___ INPUT MATERIAL ___

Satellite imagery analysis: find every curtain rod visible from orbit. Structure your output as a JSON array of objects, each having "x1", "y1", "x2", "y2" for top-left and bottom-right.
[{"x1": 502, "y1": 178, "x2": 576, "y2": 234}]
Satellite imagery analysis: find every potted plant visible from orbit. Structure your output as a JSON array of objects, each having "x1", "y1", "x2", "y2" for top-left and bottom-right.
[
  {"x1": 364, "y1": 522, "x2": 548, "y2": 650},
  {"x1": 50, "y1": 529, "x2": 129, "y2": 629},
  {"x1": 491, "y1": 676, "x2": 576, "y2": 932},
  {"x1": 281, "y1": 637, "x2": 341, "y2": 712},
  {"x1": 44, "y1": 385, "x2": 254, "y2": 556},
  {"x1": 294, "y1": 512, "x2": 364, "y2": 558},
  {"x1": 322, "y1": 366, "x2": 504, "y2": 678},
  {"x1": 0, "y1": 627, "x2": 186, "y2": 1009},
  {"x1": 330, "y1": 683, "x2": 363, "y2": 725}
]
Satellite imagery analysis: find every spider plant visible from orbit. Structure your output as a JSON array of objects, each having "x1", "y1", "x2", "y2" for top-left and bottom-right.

___

### YOUR GOAL
Retype the listing above line for line, with no changes at all.

### THE COMPLETED TASK
Satellite imagery analysis: find every curtain rod visible from orbit. Structure your output as a JSON array of objects, each having "x1", "y1", "x2", "y2" for top-left and bottom-right.
[{"x1": 502, "y1": 178, "x2": 576, "y2": 234}]
Satellite imagery analysis: find every potted plant visible from orbit. Structure your output as a JSON array of objects, each having "x1", "y1", "x2", "y2" for top-left and bottom-right.
[
  {"x1": 364, "y1": 522, "x2": 548, "y2": 650},
  {"x1": 50, "y1": 529, "x2": 129, "y2": 629},
  {"x1": 491, "y1": 676, "x2": 576, "y2": 932},
  {"x1": 281, "y1": 637, "x2": 341, "y2": 712},
  {"x1": 44, "y1": 385, "x2": 254, "y2": 556},
  {"x1": 294, "y1": 512, "x2": 364, "y2": 558},
  {"x1": 322, "y1": 366, "x2": 504, "y2": 678},
  {"x1": 0, "y1": 627, "x2": 186, "y2": 1009},
  {"x1": 330, "y1": 683, "x2": 363, "y2": 725}
]
Satellite imagery analysis: find every spider plant visible from orbit. Structure your output as a JSON array of objects, each having "x1", "y1", "x2", "y2" for top-left and bottom-right.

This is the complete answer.